◆ **CHECK YOUR UNDERSTANDING**
1. Rewrite the paragraph of the essay on happiness that begins "The psychologist Csíkszentmihályi offers" in a shorter form, keeping its main facts.
2. Reproduce word for word the part of the essay on happiness from "Ah, but hope" up to and including "would describe it.".

All this envy-induced pain might be justified by saying that it motivates people, makes them work hard, and that “in the land of the free and the home of the brave,” we are free to win the prize and defeat our envy by obtaining the prosperity that will unlock the door to happiness. And indeed, international ratings of life satisfaction put the USA quite high, but not as high as you’d think given our superior wealth.

The problem is that psychological research suggests that beyond $75,000 in annual income, you don’t get much hedonic bang for the additional buck. In other words, all the things you would buy with the extra money that your neighbor has but you don’t, won’t make your experience of life a lot more satisfying unless your income was modest in the first place.

What does this mean at a practical level? In the December 23, 2010 issue of The New York Review of Books, Thomas Nagel writes:

When I was growing up, if you wanted to see a movie, you had to go to the local movie theater, and you saw what was playing that week. Now I can see almost any movie from the entire history of cinema whenever I feel like it. Am I any happier as a result? I doubt it…

Sound familiar? Remember the thing you couldn’t wait to get as a kid and how great the anticipation was? But once you have the thing it becomes part of the background of your life, yesterday’s news. Like kids who are thrilled with their gifts on Christmas, we adults are likely to put the toys on the shelf or to use them without much delight after just a little passage of time. But if the acquisition of such things is the way you try to fill yourself up, the danger is that you will try to buy more with the same unfortunate result.

The concept behind this tendency for the temporary “high” of the new refrigerator to diminish is called “hedonic adaptation.” Just like a foul smell noticed when you enter a room, if you stay in the room for a while your nose adjusts or “habituates” and the smell no longer seems so bad; indeed, you might not notice it at all. Just so, the momentary excitement of the new possession wanes before long.

Research suggests that we each have a relatively stable level of life satisfaction that cannot be sustained at a higher level by episodes or events of good fortune. Like rats, we are on a “hedonic treadmill,” having to work at the job of happiness just to keep up, unable to do much more than maintain a somewhat fixed degree of life satisfaction.

Ah, but hope is not dead. The ancient moral philosophers of Greece and Rome recommended less concern with status, wealth, and material things. Instead, they suggested more personal contentment would come from knowing yourself and improving your human qualities, performing social acts of virtue, civic involvement, and friendship.

The psychologist Csíkszentmihályi offers another path to satisfaction in lived experience. He has demonstrated the value of productive and engaging work that finds one “living in the moment,” unmindful of past and future because of being pleasantly engrossed in the present. He calls this the “flow” state, one in which you are completely focused and totally involved at a maximum level of performance and untroubled, positive feeling.

When you are in the “flow” state, you are “in the zone,” as the athletes would describe it.

Social scientists also remind us that married people are happier than those going solo, although it is unclear whether that is because of the positive influence of marriage on well-being, the possibility that people who are relatively happy are more likely to marry, or some other cause.

Last but not least, data analysis by Christopher Boyce and Alex Wood in their 2010 article in Health Economics, Policy and Law found that a short-term course of psychotherapy is at least 32 times more effective than monetary awards in improving a sense of well-being among those who have experienced some form of injury or loss.

I’ve said enough. I imagine you are leaving for a therapy appointment already.

The above image is Envy, an engraving from Jacob Matham’s series The Vices, plate #5, ca. 1587. Courtesy of Wikimedia Commons.

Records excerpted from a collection
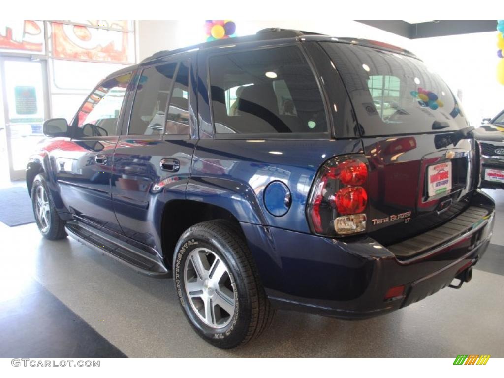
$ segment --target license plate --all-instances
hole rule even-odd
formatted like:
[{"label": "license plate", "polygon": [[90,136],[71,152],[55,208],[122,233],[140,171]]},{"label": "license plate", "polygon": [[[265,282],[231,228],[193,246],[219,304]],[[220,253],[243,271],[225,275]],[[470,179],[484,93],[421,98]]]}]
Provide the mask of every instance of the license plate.
[{"label": "license plate", "polygon": [[504,182],[504,171],[499,169],[486,169],[485,170],[485,179],[487,181]]},{"label": "license plate", "polygon": [[427,179],[429,197],[452,190],[452,162],[431,165],[427,168]]}]

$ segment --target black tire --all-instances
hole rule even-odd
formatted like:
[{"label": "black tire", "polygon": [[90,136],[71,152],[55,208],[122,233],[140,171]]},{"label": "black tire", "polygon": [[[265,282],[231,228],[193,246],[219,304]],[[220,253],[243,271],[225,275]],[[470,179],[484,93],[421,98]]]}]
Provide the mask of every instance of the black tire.
[{"label": "black tire", "polygon": [[[45,219],[48,221],[48,224],[45,223],[45,220],[42,220],[37,216],[37,192],[39,188],[42,188],[45,193],[47,202],[48,203],[48,214],[46,213]],[[32,185],[32,206],[33,208],[33,215],[35,216],[35,222],[38,227],[40,233],[46,239],[54,240],[62,239],[67,237],[67,232],[65,229],[66,222],[59,218],[59,215],[54,207],[54,201],[51,196],[51,192],[46,181],[43,174],[37,174],[33,179]]]},{"label": "black tire", "polygon": [[[197,314],[186,293],[184,275],[187,257],[197,248],[210,248],[225,262],[230,273],[236,299],[230,323],[216,329]],[[241,230],[224,220],[203,222],[180,236],[173,255],[175,288],[186,317],[197,333],[218,348],[230,349],[259,336],[271,324],[275,313]]]}]

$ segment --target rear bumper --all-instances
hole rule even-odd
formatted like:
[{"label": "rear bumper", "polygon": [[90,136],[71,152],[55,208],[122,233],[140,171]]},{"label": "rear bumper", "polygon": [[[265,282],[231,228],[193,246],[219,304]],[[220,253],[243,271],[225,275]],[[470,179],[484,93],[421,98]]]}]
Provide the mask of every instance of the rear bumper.
[{"label": "rear bumper", "polygon": [[[471,204],[485,210],[463,231],[409,260],[373,239],[336,240],[243,224],[267,294],[277,308],[344,319],[370,318],[416,302],[476,264],[492,235],[493,201],[481,192]],[[402,295],[385,300],[392,287]]]}]

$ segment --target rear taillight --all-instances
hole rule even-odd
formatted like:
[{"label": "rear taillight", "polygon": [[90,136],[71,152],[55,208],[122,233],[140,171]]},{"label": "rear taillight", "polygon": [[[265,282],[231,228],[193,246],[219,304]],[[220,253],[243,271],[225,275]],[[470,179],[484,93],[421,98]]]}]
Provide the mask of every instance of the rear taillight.
[{"label": "rear taillight", "polygon": [[366,229],[367,165],[362,155],[338,156],[321,168],[307,208],[312,231],[329,236]]}]

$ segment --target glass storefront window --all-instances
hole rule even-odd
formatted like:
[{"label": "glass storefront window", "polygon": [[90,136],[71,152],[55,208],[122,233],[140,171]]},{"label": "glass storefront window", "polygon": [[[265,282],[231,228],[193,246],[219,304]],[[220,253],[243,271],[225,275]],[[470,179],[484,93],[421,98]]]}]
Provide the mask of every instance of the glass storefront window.
[{"label": "glass storefront window", "polygon": [[0,51],[45,54],[43,22],[0,20]]},{"label": "glass storefront window", "polygon": [[135,61],[133,33],[60,22],[48,23],[49,53],[55,58]]}]

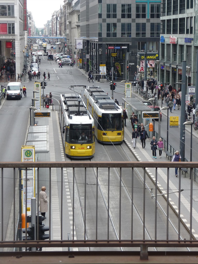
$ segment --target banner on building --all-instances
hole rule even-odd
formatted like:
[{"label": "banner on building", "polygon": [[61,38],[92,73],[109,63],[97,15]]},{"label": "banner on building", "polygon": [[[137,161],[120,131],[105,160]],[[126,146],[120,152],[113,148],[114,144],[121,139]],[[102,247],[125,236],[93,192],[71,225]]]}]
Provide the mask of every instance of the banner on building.
[{"label": "banner on building", "polygon": [[76,40],[76,49],[82,49],[82,40],[79,39],[77,39]]},{"label": "banner on building", "polygon": [[27,31],[28,27],[27,23],[27,0],[23,0],[23,31]]}]

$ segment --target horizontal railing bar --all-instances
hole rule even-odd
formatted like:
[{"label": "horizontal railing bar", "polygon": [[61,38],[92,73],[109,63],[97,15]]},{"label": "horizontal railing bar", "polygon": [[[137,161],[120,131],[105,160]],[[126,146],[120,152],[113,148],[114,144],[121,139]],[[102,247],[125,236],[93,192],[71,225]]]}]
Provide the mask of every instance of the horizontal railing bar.
[{"label": "horizontal railing bar", "polygon": [[0,243],[0,247],[197,247],[197,240],[48,240],[9,241]]},{"label": "horizontal railing bar", "polygon": [[198,162],[123,162],[81,161],[68,162],[1,162],[1,168],[197,168]]}]

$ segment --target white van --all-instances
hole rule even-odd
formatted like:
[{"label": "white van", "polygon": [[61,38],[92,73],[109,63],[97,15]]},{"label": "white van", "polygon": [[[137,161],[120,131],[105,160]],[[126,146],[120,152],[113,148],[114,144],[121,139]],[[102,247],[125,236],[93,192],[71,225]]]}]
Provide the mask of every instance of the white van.
[{"label": "white van", "polygon": [[7,100],[15,98],[21,100],[22,87],[20,82],[9,82],[7,87]]}]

◆ **ANSWERS FOR THIS EXERCISE**
1. Csíkszentmihályi proposes another route to satisfaction: productive, engaging work that absorbs a person in the present and leaves them unmindful of past and future. He calls this the "flow" state, marked by complete focus, total involvement, peak performance, and untroubled, positive feeling.

2.
Ah, but hope is not dead. The ancient moral philosophers of Greece and Rome recommended less concern with status, wealth, and material things. Instead, they suggested more personal contentment would come from knowing yourself and improving your human qualities, performing social acts of virtue, civic involvement, and friendship.

The psychologist Csíkszentmihályi offers another path to satisfaction in lived experience. He has demonstrated the value of productive and engaging work that finds one “living in the moment,” unmindful of past and future because of being pleasantly engrossed in the present. He calls this the “flow” state, one in which you are completely focused and totally involved at a maximum level of performance and untroubled, positive feeling.

When you are in the “flow” state, you are “in the zone,” as the athletes would describe it.